(Problem to work on):
Pick out every line in the material below that contains the word "face" and copy each of those lines.

(Records shown):
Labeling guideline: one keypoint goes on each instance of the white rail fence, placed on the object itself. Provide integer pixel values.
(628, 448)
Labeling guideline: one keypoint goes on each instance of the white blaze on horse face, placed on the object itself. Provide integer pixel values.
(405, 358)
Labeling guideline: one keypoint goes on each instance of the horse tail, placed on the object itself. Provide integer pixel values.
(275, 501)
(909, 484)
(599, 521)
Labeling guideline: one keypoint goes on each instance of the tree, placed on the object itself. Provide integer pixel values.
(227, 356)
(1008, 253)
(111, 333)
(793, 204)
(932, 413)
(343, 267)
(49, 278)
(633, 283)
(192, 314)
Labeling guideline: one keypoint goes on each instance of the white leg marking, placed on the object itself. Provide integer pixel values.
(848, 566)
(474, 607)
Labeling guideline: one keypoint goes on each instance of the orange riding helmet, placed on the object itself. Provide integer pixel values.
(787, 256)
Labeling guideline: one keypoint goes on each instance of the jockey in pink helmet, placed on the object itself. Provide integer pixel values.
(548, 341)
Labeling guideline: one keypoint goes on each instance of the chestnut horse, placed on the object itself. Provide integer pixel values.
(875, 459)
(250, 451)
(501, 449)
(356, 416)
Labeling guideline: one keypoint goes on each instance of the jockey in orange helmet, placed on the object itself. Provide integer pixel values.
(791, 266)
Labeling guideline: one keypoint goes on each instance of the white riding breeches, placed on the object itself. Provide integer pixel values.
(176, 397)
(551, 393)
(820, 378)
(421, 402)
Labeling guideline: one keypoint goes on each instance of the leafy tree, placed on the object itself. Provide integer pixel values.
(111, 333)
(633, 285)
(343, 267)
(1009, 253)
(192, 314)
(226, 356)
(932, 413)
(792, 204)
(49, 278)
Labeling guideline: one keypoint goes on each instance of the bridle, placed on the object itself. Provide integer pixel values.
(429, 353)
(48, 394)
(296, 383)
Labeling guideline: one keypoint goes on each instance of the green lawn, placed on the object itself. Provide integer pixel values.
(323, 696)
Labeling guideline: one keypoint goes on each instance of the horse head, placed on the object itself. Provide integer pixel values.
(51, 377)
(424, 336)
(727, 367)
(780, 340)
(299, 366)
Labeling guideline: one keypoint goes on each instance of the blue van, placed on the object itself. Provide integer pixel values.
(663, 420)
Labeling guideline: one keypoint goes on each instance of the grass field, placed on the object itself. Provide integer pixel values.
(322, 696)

==

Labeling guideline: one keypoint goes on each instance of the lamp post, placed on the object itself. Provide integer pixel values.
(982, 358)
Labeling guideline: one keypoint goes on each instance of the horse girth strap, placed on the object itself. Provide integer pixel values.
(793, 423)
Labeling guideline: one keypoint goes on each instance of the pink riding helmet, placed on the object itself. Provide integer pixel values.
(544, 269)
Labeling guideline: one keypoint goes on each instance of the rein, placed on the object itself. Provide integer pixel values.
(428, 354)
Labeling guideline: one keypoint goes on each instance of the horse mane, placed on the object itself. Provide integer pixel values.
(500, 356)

---

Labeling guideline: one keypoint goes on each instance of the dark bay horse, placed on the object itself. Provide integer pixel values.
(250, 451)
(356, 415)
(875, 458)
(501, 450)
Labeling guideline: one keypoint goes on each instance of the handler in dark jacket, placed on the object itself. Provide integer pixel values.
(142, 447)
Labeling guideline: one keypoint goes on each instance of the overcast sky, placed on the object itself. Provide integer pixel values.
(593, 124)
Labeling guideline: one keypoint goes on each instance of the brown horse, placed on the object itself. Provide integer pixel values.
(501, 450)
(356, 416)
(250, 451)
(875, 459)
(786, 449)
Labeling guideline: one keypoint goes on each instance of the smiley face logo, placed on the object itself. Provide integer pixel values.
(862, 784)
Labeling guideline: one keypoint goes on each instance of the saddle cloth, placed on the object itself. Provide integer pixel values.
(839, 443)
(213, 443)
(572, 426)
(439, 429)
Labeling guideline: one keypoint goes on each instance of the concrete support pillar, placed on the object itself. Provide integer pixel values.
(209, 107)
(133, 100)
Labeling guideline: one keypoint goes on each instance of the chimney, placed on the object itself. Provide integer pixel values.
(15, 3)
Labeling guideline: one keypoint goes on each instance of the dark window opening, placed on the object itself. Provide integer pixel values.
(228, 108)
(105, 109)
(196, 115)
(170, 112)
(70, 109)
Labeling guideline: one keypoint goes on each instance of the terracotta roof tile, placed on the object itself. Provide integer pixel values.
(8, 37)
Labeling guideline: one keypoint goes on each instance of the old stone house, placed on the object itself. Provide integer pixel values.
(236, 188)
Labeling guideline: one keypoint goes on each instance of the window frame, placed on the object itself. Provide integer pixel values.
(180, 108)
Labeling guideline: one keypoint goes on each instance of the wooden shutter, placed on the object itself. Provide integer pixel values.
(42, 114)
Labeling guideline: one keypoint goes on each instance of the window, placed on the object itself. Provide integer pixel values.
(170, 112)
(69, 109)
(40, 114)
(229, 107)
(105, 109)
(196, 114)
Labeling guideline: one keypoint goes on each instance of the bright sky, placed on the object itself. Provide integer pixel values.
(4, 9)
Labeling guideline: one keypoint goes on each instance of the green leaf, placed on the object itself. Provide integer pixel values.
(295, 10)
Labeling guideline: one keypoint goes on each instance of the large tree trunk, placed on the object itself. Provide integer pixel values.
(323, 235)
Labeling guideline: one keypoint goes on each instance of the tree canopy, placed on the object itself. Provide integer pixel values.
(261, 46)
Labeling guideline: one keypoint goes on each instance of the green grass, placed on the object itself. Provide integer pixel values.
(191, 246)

(Output):
Labeling guideline: one keypoint goes on each instance of the white blaze on horse face, placed on the object itself. Provide integer pixel values.
Labeling guideline: one keypoint goes on each instance of the smiley face logo, placed on the object itself. Provide integer pixel values.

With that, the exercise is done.